Data entries
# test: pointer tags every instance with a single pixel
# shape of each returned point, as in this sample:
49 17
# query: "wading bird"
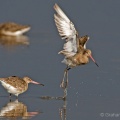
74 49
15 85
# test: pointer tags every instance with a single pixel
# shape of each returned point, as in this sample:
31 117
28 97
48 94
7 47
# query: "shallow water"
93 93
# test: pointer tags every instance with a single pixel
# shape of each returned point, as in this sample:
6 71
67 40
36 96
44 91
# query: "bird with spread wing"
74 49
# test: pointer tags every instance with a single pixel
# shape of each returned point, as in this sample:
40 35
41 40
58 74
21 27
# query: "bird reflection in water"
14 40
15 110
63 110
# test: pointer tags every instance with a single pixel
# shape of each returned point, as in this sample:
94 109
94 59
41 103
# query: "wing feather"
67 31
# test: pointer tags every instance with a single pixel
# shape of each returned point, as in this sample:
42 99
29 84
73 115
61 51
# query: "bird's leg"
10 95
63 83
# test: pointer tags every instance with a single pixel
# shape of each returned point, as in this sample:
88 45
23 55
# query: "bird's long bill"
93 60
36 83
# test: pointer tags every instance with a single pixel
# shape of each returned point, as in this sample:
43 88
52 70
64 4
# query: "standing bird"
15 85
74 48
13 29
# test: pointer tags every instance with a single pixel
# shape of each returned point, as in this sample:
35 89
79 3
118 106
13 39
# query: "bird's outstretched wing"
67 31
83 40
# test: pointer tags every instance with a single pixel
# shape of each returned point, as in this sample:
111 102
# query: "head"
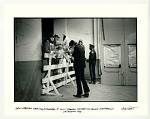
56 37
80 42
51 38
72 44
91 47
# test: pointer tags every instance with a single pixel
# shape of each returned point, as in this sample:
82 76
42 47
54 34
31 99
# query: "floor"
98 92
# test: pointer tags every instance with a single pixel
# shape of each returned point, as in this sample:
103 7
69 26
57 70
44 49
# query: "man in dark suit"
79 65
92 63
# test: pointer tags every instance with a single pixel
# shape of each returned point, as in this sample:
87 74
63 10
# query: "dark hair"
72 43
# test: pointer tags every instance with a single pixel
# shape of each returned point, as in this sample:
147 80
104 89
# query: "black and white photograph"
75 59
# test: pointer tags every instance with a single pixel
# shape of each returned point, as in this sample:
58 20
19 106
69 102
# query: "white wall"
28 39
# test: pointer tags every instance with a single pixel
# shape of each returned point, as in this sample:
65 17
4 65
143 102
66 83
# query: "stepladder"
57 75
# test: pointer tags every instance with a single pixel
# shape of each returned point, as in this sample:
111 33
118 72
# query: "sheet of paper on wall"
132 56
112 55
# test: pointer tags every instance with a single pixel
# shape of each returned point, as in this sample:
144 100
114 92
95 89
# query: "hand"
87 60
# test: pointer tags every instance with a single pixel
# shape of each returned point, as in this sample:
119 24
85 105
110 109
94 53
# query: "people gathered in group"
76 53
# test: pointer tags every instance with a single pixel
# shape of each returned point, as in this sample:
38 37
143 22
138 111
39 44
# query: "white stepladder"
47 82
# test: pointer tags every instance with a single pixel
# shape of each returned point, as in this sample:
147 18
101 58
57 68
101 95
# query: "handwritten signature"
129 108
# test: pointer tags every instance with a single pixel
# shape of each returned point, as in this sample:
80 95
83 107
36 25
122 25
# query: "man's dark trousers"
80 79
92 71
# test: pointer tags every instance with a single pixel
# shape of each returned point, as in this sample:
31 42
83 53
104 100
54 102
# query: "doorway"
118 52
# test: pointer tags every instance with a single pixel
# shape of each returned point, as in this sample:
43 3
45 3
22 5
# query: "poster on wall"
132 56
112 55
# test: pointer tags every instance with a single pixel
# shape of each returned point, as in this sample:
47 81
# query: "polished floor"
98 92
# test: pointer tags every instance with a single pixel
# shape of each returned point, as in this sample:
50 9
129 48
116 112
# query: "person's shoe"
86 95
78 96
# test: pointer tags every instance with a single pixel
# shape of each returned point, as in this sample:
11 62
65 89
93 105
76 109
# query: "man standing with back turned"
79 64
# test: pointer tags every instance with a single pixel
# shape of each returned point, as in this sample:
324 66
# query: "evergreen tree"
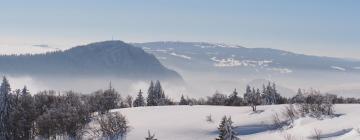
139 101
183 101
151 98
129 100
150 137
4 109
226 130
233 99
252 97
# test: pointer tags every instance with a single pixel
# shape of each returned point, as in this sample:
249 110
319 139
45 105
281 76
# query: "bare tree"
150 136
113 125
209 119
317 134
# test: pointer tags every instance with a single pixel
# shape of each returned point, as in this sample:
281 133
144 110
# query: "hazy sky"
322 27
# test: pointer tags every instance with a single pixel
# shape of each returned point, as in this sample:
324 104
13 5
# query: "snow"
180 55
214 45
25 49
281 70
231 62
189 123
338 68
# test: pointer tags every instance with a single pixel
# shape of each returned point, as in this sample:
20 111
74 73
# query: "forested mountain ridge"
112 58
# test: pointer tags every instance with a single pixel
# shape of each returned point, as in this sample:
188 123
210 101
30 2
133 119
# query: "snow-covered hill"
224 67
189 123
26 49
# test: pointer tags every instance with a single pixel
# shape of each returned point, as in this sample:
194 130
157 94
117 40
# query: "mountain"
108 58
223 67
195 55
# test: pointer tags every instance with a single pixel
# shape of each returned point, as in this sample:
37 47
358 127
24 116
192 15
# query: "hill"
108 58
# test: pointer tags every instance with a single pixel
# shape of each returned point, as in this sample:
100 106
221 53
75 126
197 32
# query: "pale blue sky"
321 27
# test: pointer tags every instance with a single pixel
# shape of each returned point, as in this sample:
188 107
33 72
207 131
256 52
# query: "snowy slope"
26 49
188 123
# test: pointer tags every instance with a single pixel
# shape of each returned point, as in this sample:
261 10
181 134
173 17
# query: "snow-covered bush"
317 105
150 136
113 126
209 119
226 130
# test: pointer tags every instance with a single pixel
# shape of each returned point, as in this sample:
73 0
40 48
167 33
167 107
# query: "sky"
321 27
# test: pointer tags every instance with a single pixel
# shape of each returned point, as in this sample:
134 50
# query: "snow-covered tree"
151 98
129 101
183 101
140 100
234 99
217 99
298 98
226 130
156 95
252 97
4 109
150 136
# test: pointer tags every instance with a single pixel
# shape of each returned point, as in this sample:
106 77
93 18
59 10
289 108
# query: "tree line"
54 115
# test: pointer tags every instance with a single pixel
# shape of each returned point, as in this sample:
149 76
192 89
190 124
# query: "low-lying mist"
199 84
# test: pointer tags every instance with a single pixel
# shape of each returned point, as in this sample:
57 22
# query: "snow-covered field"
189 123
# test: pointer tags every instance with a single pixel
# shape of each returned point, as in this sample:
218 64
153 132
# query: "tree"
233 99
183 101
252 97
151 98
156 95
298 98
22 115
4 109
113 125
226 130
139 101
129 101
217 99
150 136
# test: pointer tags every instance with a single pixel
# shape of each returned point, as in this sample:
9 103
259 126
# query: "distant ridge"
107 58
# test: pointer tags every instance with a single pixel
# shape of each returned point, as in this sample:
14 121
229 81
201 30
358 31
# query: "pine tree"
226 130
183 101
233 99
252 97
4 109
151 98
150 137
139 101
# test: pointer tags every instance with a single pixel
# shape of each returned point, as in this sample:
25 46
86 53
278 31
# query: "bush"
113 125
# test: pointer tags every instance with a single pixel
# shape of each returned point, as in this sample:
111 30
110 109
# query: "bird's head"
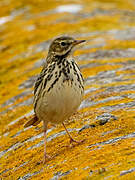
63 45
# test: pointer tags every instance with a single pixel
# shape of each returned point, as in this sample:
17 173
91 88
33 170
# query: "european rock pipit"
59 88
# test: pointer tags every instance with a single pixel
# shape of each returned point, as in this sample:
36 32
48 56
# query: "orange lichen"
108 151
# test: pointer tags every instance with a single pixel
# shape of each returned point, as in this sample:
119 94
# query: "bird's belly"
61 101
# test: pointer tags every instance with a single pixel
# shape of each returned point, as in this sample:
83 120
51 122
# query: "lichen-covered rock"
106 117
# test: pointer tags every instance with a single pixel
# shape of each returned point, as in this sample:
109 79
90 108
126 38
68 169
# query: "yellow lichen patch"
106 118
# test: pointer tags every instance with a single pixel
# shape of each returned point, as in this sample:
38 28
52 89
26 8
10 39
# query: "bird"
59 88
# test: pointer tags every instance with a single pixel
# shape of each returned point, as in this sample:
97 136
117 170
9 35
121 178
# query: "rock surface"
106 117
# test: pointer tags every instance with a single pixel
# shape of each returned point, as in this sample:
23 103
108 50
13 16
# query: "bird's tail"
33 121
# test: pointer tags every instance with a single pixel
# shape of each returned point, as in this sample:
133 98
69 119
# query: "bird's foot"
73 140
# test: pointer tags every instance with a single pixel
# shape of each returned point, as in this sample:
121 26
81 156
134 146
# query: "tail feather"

--

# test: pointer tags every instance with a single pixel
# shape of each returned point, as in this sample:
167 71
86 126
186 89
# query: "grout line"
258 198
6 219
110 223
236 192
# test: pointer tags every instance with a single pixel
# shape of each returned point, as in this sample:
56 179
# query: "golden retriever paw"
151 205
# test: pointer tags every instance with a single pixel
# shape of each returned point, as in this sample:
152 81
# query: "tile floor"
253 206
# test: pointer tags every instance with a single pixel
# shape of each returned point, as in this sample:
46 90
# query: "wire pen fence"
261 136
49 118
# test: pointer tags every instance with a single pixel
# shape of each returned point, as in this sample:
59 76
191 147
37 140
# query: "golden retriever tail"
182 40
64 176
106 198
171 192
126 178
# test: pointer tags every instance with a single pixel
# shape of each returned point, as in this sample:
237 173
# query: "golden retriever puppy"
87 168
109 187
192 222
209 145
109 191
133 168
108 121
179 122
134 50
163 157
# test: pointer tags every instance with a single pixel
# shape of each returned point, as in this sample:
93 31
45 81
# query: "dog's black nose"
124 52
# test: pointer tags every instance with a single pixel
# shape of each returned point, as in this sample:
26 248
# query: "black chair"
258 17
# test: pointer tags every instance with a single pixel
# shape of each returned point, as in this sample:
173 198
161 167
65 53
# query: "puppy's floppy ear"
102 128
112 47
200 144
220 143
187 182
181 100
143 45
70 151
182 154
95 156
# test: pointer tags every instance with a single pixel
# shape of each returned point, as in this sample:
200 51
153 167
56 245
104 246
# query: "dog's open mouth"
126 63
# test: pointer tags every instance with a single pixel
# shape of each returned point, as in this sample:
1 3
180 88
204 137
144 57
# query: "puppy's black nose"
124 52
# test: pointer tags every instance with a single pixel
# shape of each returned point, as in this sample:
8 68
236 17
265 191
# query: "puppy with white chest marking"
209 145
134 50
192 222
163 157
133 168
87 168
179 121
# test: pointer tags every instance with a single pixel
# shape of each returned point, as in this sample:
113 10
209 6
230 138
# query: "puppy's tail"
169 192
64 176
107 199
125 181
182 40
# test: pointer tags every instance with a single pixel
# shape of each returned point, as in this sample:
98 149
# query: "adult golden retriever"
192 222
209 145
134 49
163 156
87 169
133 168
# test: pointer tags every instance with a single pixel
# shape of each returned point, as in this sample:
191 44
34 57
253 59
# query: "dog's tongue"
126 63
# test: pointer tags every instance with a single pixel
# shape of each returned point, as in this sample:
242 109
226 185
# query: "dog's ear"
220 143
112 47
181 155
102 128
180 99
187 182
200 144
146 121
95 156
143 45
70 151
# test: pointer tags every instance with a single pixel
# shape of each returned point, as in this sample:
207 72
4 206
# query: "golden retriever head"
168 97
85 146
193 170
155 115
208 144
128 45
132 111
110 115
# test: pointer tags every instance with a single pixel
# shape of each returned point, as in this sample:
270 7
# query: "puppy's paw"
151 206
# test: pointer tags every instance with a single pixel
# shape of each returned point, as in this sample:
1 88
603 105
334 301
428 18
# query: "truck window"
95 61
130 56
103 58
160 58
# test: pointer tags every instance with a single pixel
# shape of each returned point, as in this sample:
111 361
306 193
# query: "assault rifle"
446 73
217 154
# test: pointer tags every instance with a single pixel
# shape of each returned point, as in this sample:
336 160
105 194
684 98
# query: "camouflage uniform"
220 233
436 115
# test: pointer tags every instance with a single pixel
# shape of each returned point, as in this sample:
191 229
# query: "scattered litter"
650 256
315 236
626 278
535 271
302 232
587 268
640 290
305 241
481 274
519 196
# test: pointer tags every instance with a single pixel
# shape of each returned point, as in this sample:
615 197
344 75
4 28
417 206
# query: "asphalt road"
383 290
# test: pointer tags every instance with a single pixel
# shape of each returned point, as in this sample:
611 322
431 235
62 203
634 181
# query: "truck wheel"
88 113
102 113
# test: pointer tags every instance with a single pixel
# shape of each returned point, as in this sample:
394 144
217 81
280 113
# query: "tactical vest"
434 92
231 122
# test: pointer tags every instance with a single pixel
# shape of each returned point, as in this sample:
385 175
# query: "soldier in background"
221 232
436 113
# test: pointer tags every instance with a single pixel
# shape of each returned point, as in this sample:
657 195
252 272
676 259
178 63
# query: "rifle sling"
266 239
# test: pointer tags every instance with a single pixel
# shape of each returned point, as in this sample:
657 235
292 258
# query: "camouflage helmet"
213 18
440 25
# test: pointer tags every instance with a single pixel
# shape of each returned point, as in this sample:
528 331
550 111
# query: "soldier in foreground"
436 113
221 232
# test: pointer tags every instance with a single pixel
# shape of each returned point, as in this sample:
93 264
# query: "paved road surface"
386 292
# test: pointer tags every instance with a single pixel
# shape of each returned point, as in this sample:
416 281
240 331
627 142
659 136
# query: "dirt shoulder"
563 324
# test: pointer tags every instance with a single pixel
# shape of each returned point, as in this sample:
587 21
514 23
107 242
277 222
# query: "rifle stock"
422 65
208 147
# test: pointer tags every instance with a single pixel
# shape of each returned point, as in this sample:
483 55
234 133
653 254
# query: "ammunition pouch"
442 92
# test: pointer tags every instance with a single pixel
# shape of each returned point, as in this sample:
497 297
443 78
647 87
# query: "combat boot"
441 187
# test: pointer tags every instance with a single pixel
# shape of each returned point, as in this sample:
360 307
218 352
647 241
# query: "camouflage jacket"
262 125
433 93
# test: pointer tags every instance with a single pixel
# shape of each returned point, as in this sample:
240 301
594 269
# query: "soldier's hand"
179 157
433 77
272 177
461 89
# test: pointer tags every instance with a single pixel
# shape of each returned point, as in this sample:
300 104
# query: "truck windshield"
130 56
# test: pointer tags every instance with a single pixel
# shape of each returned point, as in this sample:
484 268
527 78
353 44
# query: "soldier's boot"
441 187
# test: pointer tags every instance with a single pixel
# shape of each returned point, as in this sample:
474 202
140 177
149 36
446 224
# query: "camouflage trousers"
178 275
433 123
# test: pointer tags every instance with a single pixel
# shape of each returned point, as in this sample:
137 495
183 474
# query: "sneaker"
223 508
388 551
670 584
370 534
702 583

**What you should do**
Which lines in the data entries contain the word "rock"? Copy each one.

**Solution for this task**
# query: "european rock pipit"
# query: "lichen-covered rock"
# query: "rock surface"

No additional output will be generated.